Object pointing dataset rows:
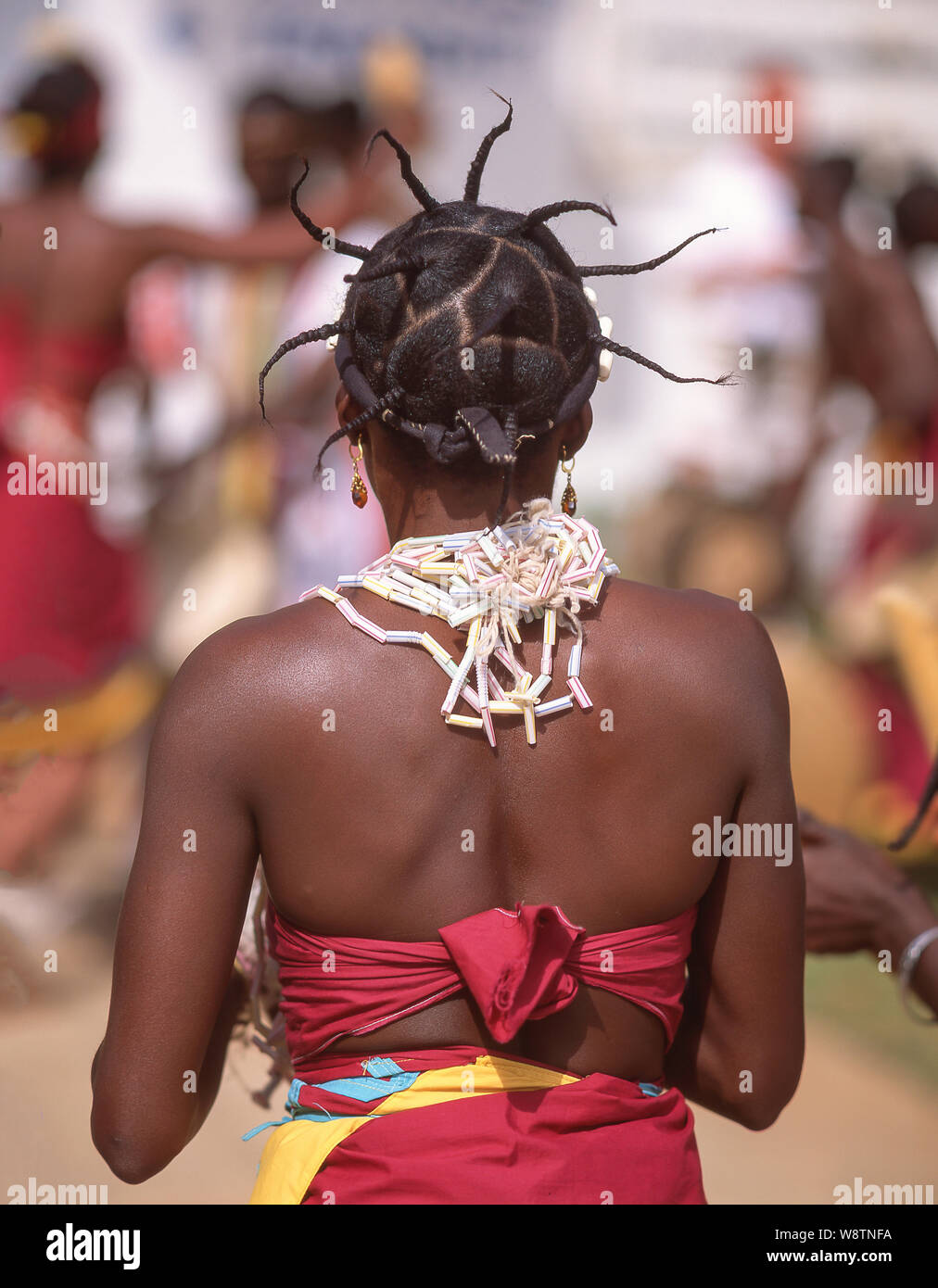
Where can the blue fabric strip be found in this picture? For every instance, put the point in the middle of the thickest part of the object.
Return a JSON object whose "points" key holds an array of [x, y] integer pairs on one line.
{"points": [[363, 1090]]}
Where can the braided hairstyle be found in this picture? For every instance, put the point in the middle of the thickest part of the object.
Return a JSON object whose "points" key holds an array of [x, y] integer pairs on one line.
{"points": [[468, 326]]}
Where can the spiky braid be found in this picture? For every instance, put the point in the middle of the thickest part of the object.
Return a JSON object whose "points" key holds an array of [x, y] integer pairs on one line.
{"points": [[469, 323]]}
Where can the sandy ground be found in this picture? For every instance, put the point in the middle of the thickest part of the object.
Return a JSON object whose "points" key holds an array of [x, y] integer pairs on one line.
{"points": [[852, 1117]]}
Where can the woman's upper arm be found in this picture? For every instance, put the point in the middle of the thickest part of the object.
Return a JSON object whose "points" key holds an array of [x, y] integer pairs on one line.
{"points": [[182, 914], [742, 1044]]}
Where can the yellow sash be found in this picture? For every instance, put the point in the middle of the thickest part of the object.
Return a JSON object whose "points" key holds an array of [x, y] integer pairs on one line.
{"points": [[297, 1150]]}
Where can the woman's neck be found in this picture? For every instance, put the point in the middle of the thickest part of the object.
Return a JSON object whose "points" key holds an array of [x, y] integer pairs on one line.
{"points": [[428, 517]]}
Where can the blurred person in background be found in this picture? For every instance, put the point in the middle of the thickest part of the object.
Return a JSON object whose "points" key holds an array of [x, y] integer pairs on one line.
{"points": [[72, 637], [859, 902]]}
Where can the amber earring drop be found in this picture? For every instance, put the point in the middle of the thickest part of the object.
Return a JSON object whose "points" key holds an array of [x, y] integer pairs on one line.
{"points": [[360, 494], [568, 499]]}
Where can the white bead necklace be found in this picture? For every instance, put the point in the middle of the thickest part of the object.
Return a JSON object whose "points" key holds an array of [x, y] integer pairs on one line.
{"points": [[538, 564]]}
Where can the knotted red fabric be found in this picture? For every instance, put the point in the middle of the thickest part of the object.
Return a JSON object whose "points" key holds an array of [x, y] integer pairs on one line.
{"points": [[518, 966]]}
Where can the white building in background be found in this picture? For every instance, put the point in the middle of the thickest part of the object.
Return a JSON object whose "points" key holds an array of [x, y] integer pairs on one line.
{"points": [[627, 79]]}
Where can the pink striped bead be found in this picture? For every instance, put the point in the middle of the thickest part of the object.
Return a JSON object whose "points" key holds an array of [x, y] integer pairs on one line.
{"points": [[581, 696]]}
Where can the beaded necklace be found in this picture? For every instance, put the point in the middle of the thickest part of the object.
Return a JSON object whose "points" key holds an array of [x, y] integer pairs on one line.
{"points": [[538, 564]]}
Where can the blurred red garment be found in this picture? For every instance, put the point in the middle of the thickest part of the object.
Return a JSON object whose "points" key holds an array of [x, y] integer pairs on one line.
{"points": [[71, 598]]}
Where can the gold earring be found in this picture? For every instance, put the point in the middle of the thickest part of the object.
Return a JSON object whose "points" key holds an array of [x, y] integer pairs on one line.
{"points": [[360, 494], [568, 499]]}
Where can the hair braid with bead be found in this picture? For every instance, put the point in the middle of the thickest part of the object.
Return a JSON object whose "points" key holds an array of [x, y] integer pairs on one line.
{"points": [[469, 323]]}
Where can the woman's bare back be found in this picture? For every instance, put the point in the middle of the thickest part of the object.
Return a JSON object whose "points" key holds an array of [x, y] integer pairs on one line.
{"points": [[375, 819]]}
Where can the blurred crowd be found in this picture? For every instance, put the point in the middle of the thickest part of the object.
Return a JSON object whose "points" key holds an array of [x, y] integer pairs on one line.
{"points": [[141, 346]]}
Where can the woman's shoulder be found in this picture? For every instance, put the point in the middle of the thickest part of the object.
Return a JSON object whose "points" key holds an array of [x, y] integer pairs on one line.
{"points": [[692, 639]]}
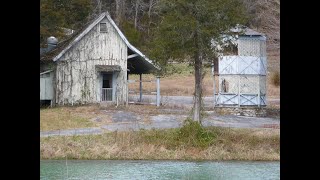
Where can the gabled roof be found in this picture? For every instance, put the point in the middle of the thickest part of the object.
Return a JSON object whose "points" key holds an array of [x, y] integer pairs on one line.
{"points": [[63, 47]]}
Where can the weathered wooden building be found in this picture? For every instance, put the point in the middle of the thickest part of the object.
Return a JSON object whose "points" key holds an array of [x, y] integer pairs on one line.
{"points": [[91, 66]]}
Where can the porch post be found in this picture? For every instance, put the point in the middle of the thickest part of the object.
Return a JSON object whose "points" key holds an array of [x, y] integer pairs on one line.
{"points": [[158, 90], [140, 87]]}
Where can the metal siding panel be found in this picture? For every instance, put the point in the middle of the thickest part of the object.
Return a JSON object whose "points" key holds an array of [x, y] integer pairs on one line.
{"points": [[249, 100]]}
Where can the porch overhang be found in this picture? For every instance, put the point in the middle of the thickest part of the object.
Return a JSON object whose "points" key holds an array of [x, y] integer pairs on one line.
{"points": [[107, 68], [139, 64]]}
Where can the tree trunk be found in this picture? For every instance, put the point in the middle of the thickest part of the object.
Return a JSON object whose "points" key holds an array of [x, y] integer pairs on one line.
{"points": [[120, 4], [198, 80], [136, 14], [149, 15]]}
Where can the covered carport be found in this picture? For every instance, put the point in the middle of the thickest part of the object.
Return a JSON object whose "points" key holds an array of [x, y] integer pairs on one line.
{"points": [[139, 64]]}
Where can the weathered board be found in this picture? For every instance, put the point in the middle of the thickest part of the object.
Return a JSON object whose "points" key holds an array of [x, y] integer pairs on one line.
{"points": [[46, 86], [77, 78]]}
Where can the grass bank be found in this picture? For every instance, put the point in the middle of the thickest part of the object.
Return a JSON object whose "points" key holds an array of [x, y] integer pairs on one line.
{"points": [[66, 117], [190, 142]]}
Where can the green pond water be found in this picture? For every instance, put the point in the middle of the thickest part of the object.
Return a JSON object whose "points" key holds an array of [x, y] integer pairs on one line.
{"points": [[123, 169]]}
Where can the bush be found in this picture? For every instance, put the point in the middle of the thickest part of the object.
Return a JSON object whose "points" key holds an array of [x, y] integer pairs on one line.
{"points": [[275, 78]]}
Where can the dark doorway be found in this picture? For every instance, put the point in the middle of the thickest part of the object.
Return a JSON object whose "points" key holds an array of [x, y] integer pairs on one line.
{"points": [[106, 87]]}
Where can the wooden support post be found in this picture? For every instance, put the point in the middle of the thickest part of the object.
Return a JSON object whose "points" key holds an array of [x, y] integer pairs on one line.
{"points": [[140, 88], [158, 91], [259, 91], [127, 83], [239, 97]]}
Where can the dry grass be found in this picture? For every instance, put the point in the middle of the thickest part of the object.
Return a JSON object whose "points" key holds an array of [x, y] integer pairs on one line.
{"points": [[228, 144], [67, 117]]}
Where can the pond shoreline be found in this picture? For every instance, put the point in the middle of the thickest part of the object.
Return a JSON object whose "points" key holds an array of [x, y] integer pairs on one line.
{"points": [[226, 144]]}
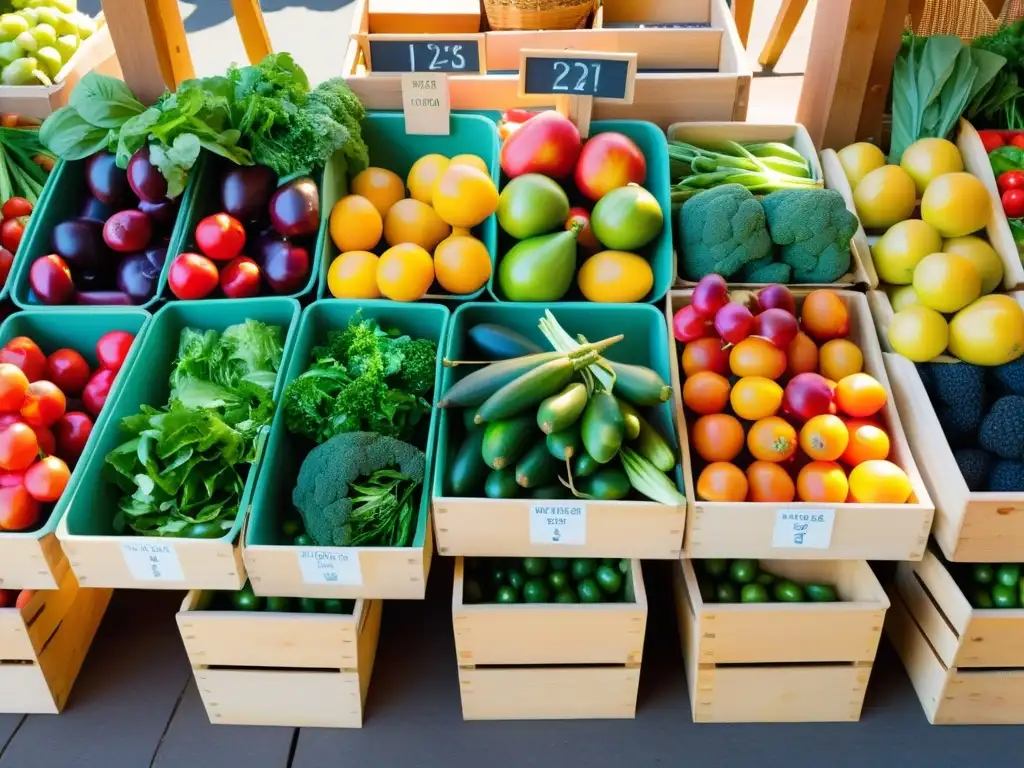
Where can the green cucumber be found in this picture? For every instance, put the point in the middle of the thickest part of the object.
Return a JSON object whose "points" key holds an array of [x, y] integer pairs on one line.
{"points": [[562, 410], [602, 427], [501, 484], [467, 470], [537, 467], [505, 441]]}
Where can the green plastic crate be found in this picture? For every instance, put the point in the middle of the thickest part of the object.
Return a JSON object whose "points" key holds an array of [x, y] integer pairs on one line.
{"points": [[659, 253], [205, 201], [69, 178], [285, 452], [392, 148], [93, 507]]}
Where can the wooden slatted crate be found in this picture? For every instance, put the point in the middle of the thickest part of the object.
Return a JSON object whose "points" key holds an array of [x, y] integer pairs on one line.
{"points": [[966, 664], [299, 670], [549, 660], [781, 663]]}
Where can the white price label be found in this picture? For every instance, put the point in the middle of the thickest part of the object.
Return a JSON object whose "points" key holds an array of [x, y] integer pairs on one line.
{"points": [[804, 528], [153, 561], [558, 523], [339, 567]]}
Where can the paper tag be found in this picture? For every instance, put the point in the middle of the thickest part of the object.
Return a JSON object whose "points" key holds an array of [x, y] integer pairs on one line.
{"points": [[425, 102], [558, 523], [806, 528], [153, 561], [334, 566]]}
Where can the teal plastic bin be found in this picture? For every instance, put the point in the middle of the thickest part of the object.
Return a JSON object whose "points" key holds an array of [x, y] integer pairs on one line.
{"points": [[269, 559], [392, 148], [68, 179], [651, 141]]}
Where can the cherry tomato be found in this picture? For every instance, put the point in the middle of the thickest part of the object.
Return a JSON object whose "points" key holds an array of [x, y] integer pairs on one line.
{"points": [[46, 479], [193, 276], [68, 370], [44, 403], [94, 394], [72, 430], [25, 353], [220, 237]]}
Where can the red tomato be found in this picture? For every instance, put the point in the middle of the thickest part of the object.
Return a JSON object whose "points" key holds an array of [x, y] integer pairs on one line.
{"points": [[68, 370], [25, 353], [72, 430], [220, 237], [113, 348], [193, 276], [94, 394], [46, 479], [44, 403]]}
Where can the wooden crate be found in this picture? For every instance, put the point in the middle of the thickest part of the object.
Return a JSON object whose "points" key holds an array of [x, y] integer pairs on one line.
{"points": [[969, 526], [873, 531], [42, 646], [550, 660], [781, 663], [967, 665], [298, 670]]}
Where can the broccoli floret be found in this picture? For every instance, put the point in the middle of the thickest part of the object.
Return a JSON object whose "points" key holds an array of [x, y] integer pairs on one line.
{"points": [[321, 493], [1003, 429], [813, 228], [975, 465], [720, 230]]}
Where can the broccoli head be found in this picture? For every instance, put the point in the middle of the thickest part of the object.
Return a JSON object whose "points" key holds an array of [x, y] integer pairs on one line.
{"points": [[720, 230], [327, 474], [813, 228]]}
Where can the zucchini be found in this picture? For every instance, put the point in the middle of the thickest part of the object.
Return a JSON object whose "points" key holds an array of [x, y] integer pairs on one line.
{"points": [[562, 410], [602, 427], [505, 441]]}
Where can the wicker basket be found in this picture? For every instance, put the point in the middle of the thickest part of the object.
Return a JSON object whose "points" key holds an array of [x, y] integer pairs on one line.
{"points": [[538, 14]]}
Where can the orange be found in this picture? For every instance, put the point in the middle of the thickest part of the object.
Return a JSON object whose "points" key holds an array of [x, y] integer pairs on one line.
{"points": [[424, 175], [406, 272], [824, 437], [769, 482], [721, 481], [462, 264], [355, 224], [718, 437], [756, 397], [353, 275], [879, 481], [706, 392], [772, 439], [413, 221], [380, 186], [822, 481]]}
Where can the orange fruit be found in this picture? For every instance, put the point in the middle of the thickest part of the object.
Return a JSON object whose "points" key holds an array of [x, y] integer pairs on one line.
{"points": [[380, 186], [355, 224], [824, 316], [879, 481], [413, 221], [462, 265], [772, 439], [839, 358], [822, 481], [860, 395], [824, 437], [722, 481], [756, 397], [769, 482], [867, 441], [406, 272], [353, 275], [706, 392], [718, 437]]}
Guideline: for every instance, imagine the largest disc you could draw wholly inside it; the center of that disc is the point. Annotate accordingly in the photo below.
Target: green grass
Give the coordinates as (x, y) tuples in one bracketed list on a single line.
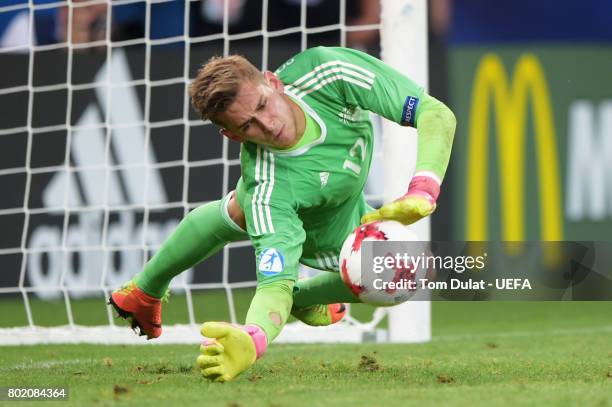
[(517, 353)]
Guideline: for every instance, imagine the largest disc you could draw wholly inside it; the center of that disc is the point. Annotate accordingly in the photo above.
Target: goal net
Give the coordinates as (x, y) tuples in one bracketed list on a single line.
[(102, 156)]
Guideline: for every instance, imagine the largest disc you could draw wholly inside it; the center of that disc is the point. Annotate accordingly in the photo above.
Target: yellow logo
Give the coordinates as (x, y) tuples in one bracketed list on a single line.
[(510, 102)]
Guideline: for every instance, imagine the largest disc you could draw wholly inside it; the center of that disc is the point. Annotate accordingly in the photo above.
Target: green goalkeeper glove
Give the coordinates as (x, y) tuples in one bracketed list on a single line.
[(419, 202), (231, 350)]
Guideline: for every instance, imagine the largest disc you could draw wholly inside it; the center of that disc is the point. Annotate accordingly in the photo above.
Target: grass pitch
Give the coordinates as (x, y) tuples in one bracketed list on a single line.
[(482, 354)]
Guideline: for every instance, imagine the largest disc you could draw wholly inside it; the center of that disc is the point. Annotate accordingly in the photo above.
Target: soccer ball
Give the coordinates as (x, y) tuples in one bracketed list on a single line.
[(391, 286)]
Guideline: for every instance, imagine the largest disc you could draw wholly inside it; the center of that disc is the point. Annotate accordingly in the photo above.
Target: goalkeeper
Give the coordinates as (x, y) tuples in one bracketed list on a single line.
[(306, 152)]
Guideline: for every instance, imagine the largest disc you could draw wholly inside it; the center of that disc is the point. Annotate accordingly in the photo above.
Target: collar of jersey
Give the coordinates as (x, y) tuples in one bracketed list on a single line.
[(309, 111)]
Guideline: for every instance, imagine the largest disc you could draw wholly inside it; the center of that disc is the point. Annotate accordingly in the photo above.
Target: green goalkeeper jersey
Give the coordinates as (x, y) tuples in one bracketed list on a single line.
[(301, 204)]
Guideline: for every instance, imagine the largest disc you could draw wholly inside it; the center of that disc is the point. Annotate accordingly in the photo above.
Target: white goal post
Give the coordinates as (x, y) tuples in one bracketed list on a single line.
[(86, 222)]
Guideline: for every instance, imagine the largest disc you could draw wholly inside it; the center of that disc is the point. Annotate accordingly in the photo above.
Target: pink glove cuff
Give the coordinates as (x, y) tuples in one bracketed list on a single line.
[(259, 338), (425, 184)]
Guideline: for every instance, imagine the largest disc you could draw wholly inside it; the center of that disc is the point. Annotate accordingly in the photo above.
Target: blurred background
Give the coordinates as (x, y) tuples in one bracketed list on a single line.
[(101, 154)]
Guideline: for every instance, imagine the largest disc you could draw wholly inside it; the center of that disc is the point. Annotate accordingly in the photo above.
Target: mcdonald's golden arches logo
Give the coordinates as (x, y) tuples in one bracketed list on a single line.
[(510, 100)]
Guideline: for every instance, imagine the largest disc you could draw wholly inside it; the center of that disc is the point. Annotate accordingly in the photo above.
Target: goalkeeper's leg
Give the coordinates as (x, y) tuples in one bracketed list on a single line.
[(202, 233)]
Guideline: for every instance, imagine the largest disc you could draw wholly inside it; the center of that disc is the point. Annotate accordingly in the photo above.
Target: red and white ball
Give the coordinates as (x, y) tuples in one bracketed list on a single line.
[(351, 268)]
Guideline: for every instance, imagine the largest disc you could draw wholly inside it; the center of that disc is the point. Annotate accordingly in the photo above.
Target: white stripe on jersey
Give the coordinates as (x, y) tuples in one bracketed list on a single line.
[(319, 76), (270, 188), (255, 192), (334, 63), (264, 177), (339, 69)]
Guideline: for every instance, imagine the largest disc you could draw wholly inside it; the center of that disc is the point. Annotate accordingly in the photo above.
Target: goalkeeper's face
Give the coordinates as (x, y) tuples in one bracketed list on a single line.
[(263, 114)]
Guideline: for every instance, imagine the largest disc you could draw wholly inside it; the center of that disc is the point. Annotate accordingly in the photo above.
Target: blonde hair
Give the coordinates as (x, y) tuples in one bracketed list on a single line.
[(218, 82)]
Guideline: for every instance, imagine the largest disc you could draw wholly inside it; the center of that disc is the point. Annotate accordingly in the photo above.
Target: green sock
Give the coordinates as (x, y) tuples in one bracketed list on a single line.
[(202, 233), (324, 288), (270, 307)]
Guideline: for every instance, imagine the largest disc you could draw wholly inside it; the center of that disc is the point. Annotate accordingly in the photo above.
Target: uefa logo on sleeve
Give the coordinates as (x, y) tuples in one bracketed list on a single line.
[(271, 261)]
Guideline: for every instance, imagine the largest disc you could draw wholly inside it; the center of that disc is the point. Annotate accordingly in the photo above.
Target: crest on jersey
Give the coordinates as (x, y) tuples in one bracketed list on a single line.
[(324, 176), (271, 261)]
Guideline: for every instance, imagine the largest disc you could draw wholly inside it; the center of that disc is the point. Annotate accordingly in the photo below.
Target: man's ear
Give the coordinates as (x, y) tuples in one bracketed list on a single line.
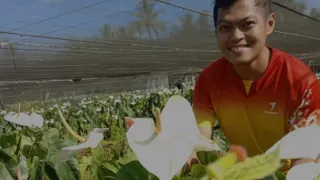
[(271, 23)]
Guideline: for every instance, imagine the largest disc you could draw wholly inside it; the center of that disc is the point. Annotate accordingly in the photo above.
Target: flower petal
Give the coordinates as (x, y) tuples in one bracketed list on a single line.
[(307, 171), (178, 119)]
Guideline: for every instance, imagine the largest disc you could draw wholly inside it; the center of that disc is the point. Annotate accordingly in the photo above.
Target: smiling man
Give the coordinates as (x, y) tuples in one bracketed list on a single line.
[(256, 92)]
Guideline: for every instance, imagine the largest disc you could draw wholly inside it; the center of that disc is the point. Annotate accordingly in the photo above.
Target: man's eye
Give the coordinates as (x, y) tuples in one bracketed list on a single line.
[(248, 24), (223, 28)]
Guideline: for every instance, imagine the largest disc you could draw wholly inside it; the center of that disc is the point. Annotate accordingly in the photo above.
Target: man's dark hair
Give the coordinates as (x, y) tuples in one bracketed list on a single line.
[(225, 4)]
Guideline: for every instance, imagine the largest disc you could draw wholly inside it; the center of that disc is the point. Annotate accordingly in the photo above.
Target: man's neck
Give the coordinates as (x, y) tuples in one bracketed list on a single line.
[(255, 69)]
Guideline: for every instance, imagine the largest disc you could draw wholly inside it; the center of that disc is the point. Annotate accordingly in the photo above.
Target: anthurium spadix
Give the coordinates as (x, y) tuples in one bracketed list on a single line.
[(93, 140), (23, 119), (307, 171), (298, 144), (164, 148)]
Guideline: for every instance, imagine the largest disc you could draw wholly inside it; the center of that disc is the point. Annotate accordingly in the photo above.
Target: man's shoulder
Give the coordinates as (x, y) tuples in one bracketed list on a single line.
[(296, 70)]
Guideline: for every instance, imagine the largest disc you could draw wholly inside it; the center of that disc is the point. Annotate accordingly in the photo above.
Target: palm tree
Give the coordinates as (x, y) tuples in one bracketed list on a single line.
[(203, 23), (187, 26), (147, 19)]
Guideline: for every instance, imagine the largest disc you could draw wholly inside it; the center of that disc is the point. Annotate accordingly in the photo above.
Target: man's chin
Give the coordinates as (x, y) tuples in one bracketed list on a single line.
[(239, 60)]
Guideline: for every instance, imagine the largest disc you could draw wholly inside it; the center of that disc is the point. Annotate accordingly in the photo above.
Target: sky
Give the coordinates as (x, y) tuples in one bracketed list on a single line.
[(15, 14)]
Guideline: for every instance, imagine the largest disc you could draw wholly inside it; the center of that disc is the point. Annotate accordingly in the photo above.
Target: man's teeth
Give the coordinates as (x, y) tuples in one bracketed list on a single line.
[(237, 48)]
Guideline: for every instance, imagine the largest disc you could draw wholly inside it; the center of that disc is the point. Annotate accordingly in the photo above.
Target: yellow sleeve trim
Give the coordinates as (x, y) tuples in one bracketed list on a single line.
[(206, 123)]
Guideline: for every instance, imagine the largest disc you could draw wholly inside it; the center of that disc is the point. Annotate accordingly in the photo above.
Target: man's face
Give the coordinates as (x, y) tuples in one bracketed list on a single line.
[(242, 30)]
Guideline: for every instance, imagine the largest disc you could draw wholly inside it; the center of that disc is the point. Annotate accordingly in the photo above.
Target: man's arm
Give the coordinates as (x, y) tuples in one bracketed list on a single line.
[(308, 111)]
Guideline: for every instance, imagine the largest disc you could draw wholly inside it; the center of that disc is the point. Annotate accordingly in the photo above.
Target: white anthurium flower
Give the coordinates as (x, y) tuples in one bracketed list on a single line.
[(295, 145), (23, 119), (94, 138), (307, 171), (163, 150), (36, 120)]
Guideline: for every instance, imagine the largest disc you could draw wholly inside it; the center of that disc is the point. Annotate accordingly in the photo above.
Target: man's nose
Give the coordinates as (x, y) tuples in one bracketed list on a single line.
[(236, 35)]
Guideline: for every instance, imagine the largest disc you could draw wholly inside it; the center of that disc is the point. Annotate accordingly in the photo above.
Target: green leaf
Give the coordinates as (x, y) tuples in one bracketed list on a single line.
[(207, 157), (23, 167), (198, 171), (8, 165), (4, 173), (280, 175), (34, 144), (50, 172), (68, 169), (103, 173), (133, 171), (8, 143)]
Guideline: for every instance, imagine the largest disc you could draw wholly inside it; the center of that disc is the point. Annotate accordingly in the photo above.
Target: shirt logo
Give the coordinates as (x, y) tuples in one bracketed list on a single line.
[(271, 110)]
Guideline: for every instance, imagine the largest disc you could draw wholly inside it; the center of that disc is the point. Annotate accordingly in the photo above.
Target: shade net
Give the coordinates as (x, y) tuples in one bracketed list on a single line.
[(72, 48)]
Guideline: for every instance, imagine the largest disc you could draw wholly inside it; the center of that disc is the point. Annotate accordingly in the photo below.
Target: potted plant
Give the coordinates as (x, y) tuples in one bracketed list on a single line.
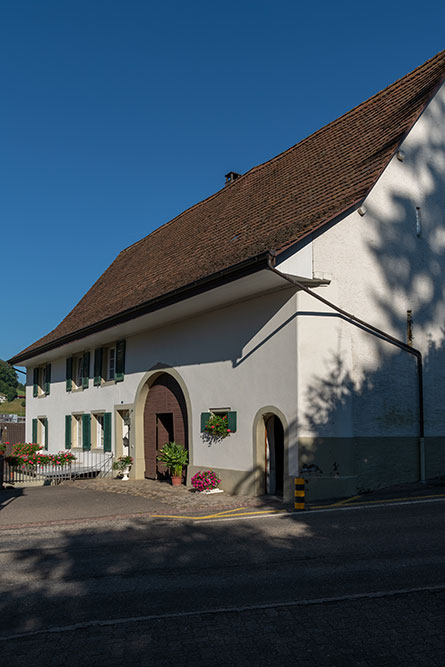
[(206, 481), (123, 464), (175, 457)]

Short exercise: Extract every line in the rows above that contains the string "grass".

Response:
Where can the grass bank be found in this picture? For every instance, put the point in the middle of the thickest part of the object.
Where can the dry grass be found in this picture? For every instance, put the point in the middle of the thickest part of the object.
Target: green grass
Target: grass pitch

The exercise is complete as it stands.